Collected data>
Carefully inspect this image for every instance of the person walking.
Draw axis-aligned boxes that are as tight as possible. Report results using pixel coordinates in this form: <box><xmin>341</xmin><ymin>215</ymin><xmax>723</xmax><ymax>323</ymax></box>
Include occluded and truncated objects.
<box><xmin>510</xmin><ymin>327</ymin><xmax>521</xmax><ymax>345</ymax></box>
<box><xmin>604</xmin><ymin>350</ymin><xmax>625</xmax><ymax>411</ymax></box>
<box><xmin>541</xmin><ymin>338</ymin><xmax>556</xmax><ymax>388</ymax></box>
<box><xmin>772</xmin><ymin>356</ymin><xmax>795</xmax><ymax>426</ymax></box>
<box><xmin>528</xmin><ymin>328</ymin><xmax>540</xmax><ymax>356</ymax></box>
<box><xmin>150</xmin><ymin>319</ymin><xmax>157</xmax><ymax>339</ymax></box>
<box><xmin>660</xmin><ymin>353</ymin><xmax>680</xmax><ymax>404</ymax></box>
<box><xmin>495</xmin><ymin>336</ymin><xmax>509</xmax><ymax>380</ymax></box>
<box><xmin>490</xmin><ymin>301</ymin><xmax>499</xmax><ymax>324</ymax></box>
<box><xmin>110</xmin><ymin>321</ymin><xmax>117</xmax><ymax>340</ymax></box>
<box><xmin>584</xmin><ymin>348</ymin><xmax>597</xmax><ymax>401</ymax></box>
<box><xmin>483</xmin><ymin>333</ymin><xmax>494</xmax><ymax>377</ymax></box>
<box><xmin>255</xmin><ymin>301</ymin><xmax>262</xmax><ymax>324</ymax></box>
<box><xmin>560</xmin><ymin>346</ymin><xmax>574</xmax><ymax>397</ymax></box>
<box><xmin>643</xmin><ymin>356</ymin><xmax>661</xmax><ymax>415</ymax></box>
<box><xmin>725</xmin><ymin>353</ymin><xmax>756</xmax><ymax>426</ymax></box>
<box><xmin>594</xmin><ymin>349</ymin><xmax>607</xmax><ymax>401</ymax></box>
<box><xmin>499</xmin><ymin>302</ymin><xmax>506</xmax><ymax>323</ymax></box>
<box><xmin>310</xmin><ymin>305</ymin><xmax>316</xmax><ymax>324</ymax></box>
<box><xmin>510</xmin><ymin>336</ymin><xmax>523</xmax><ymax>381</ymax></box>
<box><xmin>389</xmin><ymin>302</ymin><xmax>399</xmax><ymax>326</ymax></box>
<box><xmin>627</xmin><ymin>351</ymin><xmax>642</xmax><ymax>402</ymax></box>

What the task requires>
Within the entries, count the lines that contain the word "this". Give that number and no more.

Solved exercise>
2